Reporter: Aviva Lev-Ari, PhD, RN


Decades of data security research have brought us highly reliable, standardized tools for common tasks such as digital signatures and encryption. But hackers are constantly working to crack data security innovations. Current credit/debit card technologies put personal money at risk because they’re vulnerable to fraud.


Physical security – which deals with anti-counterfeiting and the authentication of actual objects – is part of the problem too. The good guys and bad guys are locked in a never-ending arms race: one side develops objects and structures that are difficult to copy; the other side tries to copy them, and often succeeds.


But we think our new invention has the potential to leave the hackers behind. This innovative security measure uses the quantum properties of light to achieve fraud-proof authentication of objects.


The arms race is fought in secret; revealing your technology helps the enemy. Consequently, nobody knows how secure a technology really is. Remarkably, a recent development called Physical Unclonable Functions (PUFs) has made it possible to be completely open. A PUF is a piece of material that can be probed in many ways and that produces a complex response that depends very precisely on the challenge and the PUF’s internal structure.


The best known examples are Optical PUFs. The PUF is a piece of material – such as white paint with millions of nanoparticles – that will strongly scatter any light beamed at it. The light bounces around inside the paint, creating a unique pattern that can be used for authentication. Optical PUFs could be used on any object, but would be especially useful on credit/debit cards.


In 2012, researchers at Twente University realized they discovered something very important. The magic ingredient is a Spatial Light Modulator (SLM), a programmable device that re-shapes the speckle pattern. In their experiments, they programmed an SLM such that the correct response from an Optical PUF gets concentrated and passes through a pinhole, where a photon detector notices the presence of the photon. An incorrect response, however, is transformed to a random speckle pattern that does not pass through the pinhole. The method was dubbed Quantum-Secure Authentication (QSA).

**Your assignment:** In the passage on quantum-secure authentication, write out everything from "Physical security –" down to "authentication of objects.", replacing "never-ending" with "endless".

**Recorded data:**

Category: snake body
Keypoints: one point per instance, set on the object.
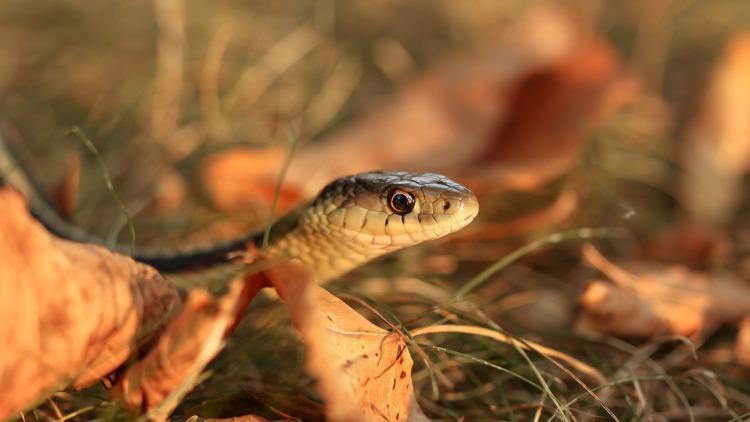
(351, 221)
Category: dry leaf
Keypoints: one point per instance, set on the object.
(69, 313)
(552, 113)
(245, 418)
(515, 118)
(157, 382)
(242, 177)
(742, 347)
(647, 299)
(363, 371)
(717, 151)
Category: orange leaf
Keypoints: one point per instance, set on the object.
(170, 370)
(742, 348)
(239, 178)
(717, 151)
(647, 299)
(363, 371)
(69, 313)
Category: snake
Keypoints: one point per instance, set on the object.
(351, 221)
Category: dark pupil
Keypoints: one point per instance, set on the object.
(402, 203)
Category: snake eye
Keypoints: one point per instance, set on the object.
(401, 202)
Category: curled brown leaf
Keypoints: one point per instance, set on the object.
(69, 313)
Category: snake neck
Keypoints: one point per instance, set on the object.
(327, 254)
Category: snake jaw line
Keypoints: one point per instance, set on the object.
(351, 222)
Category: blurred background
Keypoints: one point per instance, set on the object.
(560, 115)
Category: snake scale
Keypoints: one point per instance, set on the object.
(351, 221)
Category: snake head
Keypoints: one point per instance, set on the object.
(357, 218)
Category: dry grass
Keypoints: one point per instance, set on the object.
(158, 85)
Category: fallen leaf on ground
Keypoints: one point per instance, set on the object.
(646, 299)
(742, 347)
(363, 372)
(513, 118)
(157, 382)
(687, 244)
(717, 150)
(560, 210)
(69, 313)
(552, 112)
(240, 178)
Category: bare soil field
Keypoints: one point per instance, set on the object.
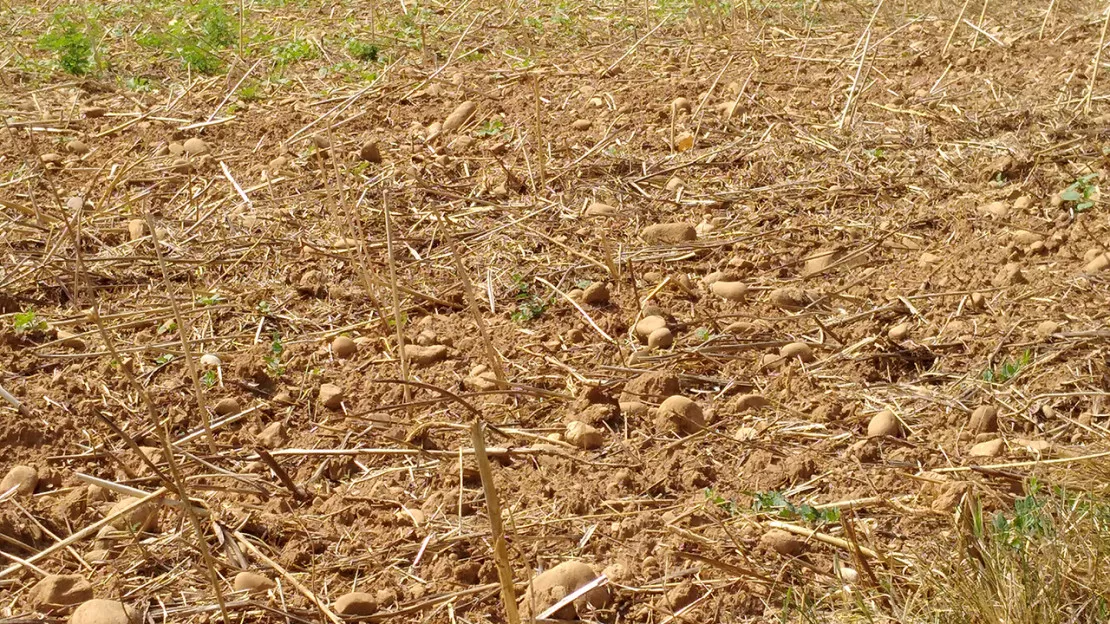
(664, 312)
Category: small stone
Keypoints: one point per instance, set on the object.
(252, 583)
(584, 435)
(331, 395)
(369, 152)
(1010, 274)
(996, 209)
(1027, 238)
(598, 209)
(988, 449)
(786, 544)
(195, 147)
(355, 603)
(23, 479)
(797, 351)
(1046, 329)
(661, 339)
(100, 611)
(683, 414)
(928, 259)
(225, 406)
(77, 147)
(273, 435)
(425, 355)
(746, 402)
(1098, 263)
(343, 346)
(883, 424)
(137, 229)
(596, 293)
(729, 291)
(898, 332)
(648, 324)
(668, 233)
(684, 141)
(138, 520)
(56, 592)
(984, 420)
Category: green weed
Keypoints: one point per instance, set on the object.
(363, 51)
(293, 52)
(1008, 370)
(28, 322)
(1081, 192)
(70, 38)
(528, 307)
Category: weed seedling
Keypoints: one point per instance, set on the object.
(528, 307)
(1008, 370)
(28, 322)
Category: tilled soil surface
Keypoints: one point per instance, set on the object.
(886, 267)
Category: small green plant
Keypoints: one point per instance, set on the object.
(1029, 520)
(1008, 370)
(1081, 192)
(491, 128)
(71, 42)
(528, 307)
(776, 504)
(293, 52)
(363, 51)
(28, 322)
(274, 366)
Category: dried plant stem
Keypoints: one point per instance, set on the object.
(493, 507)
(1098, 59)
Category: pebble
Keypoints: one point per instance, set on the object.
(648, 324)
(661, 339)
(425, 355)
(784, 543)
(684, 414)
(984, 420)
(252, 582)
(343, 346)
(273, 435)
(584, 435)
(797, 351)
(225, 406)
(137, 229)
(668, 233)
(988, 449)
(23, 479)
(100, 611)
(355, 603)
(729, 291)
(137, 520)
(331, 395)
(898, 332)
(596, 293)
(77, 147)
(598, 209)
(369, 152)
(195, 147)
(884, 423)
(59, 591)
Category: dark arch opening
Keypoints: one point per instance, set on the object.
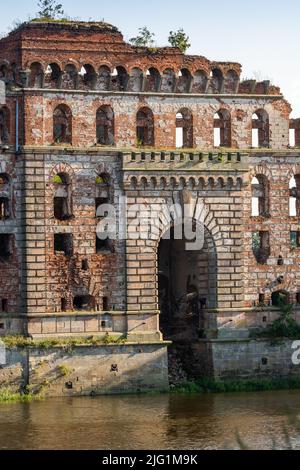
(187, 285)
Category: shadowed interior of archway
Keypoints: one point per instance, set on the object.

**Written response:**
Physical security – which deals with anti-counterfeiting and the authentication of actual objects – is part of the problem too. The good guys and bad guys are locked in a endless arms race: one side develops objects and structures that are difficult to copy; the other side tries to copy them, and often succeeds.


But we think our new invention has the potential to leave the hackers behind. This innovative security measure uses the quantum properties of light to achieve fraud-proof authentication of objects.